=== Dataset records ===
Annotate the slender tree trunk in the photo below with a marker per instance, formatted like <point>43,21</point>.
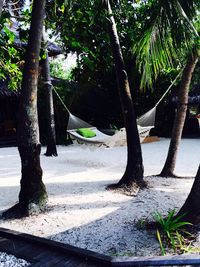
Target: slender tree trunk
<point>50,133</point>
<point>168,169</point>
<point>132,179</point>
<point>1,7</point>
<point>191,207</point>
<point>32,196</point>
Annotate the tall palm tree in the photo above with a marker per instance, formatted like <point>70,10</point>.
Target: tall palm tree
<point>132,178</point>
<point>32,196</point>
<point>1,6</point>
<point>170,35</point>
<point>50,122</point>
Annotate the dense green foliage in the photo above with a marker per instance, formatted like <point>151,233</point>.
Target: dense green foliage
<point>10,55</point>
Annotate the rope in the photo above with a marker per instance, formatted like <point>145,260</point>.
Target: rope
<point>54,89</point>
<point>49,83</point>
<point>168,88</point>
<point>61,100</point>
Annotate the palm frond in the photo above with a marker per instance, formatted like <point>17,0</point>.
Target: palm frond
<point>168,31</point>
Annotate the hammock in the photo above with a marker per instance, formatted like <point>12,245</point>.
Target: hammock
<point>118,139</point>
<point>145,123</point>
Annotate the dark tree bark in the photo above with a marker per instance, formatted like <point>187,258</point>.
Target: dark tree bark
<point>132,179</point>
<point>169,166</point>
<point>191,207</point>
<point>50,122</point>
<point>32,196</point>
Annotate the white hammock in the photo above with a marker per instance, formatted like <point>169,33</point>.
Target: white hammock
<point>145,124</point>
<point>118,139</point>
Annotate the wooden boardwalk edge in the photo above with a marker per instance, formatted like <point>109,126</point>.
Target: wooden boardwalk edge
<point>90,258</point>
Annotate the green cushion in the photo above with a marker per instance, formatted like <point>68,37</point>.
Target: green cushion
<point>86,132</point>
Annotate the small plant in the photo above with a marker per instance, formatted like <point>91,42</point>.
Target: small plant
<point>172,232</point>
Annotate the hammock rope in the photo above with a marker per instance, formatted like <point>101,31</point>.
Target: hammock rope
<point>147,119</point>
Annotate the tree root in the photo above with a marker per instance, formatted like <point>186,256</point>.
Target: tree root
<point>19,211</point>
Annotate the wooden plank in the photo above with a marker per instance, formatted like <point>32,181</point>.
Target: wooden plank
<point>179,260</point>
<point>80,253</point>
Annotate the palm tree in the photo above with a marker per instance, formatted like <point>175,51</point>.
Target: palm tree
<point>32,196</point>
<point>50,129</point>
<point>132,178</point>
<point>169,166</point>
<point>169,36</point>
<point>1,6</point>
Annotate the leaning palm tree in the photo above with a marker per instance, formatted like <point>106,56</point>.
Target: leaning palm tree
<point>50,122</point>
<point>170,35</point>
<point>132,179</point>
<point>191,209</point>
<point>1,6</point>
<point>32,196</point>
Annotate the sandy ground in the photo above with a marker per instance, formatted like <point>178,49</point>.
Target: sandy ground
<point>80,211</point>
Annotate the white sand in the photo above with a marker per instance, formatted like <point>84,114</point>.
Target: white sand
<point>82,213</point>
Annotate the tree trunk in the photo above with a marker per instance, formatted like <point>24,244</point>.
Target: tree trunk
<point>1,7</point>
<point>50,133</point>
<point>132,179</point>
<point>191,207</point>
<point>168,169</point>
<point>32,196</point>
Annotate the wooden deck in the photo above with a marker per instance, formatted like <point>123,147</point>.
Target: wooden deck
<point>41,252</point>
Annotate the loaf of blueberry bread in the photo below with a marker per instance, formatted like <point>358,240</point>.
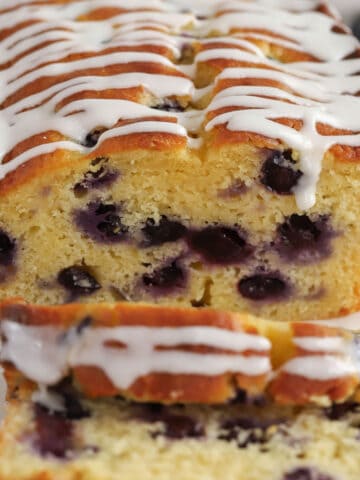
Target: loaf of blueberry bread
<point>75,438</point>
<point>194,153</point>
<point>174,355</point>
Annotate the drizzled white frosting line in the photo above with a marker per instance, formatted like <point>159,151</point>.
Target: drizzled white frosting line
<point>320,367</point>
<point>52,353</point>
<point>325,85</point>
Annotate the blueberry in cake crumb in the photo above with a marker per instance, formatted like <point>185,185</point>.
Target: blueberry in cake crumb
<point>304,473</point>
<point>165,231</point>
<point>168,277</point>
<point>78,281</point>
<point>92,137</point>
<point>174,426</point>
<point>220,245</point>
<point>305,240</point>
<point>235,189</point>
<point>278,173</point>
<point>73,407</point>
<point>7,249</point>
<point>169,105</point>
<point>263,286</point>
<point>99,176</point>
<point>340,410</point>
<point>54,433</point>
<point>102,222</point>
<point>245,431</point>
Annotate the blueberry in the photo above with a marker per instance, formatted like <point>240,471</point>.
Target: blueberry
===
= Written instruction =
Quote the preceding listing precisely and completely, omitting its images.

= Complete response =
Annotate the slender tree trunk in the photo below with a marker per instance, formatted like <point>43,21</point>.
Target: slender tree trunk
<point>50,133</point>
<point>168,169</point>
<point>132,179</point>
<point>1,7</point>
<point>191,207</point>
<point>32,196</point>
Annotate the tall palm tree in the photo above with a marker per instance, formatted like <point>70,10</point>.
Target: tall palm tree
<point>132,178</point>
<point>32,196</point>
<point>1,6</point>
<point>170,35</point>
<point>50,122</point>
Annotate the dense green foliage in the photo above with a marker per instance, formatted like <point>151,233</point>.
Target: dense green foliage
<point>10,55</point>
Annotate the rope in the photo above with a marker per instance, formatted like <point>145,260</point>.
Target: rope
<point>54,89</point>
<point>49,83</point>
<point>168,88</point>
<point>61,100</point>
Annotate the palm frond in the photo above with a marker per instance, formatted like <point>17,0</point>.
Target: palm frond
<point>168,31</point>
Annotate the hammock in the photo above with a marker per instance, formatted like <point>12,245</point>.
Target: hammock
<point>118,139</point>
<point>145,123</point>
Annotate the dark tree bark in the photo above with a marker per instance, formatted like <point>187,258</point>.
Target: dark tree bark
<point>132,179</point>
<point>169,166</point>
<point>191,207</point>
<point>50,122</point>
<point>32,196</point>
Annotate the white hammock in the photo above with a marker per instance, formatted like <point>169,33</point>.
Target: white hammock
<point>145,124</point>
<point>118,139</point>
Annotate the wooden boardwalk edge in the photo above with a marker per instance, formatted like <point>109,126</point>.
Target: wooden boardwalk edge
<point>90,258</point>
Annotate the green cushion in the photo above with a marker per instance, formatted like <point>68,37</point>.
Target: green cushion
<point>86,132</point>
Annotate the small plant in the photo above with a marker per instance, formatted like <point>91,42</point>.
Target: small plant
<point>172,232</point>
Annotate the hammock rope in the photo above with a marker per instance, formatted like <point>101,31</point>.
Target: hammock rope
<point>147,119</point>
Annotate the tree root in the photo above with a marker per instance, formatted like <point>186,256</point>.
Target: tree root
<point>19,211</point>
Annotate the wooden plank in the photo above with a marker per instance, formatted like <point>32,181</point>.
Target: wooden plank
<point>179,260</point>
<point>80,253</point>
Annotate the palm tree in the photo above with a marker per instance, formatted like <point>175,51</point>.
Target: palm tree
<point>32,196</point>
<point>50,129</point>
<point>132,178</point>
<point>169,166</point>
<point>169,36</point>
<point>1,6</point>
Annotate the leaning palm tree in the photo above with a marker per instance, formatted like <point>106,56</point>.
Target: leaning palm tree
<point>50,122</point>
<point>170,35</point>
<point>132,179</point>
<point>191,209</point>
<point>1,6</point>
<point>32,196</point>
Annotate the sandy ground in the photo above with a marker per instance, formatted like <point>178,49</point>.
Target: sandy ground
<point>80,211</point>
Annotate the white sand in the photo above with a marker per instance, formatted like <point>84,114</point>.
Target: white sand
<point>82,213</point>
Annotate the tree trunk in the photo above with a marker per instance, formatted like <point>24,244</point>.
Target: tree trunk
<point>1,7</point>
<point>50,133</point>
<point>132,179</point>
<point>191,207</point>
<point>168,169</point>
<point>32,196</point>
Annotate the wooden deck in the photo above with a marker per instance, formatted like <point>123,147</point>.
Target: wooden deck
<point>41,252</point>
Annotate the loaf of blueberry bread in the photo below with a marker per instance, formatted like <point>358,240</point>.
Target: loaf of blueberry bread
<point>75,438</point>
<point>194,153</point>
<point>174,355</point>
Annotate the drizzled white frosting line in the photo above with a marker per instance, formatted like <point>159,151</point>.
Target: drizzled white frosting line
<point>320,367</point>
<point>52,353</point>
<point>325,85</point>
Annotate the blueberry in cake crumb in the photo above with a marker per instance, formatted like <point>185,185</point>.
Target: blueberry in cake crumb
<point>304,473</point>
<point>165,231</point>
<point>168,277</point>
<point>78,281</point>
<point>92,137</point>
<point>174,426</point>
<point>220,245</point>
<point>305,240</point>
<point>235,189</point>
<point>278,173</point>
<point>73,407</point>
<point>7,249</point>
<point>169,105</point>
<point>263,286</point>
<point>99,176</point>
<point>340,410</point>
<point>54,433</point>
<point>102,222</point>
<point>245,431</point>
Annotate the blueberry in the photo above with a marker per instance, formatted like <point>240,471</point>.
Target: blueberry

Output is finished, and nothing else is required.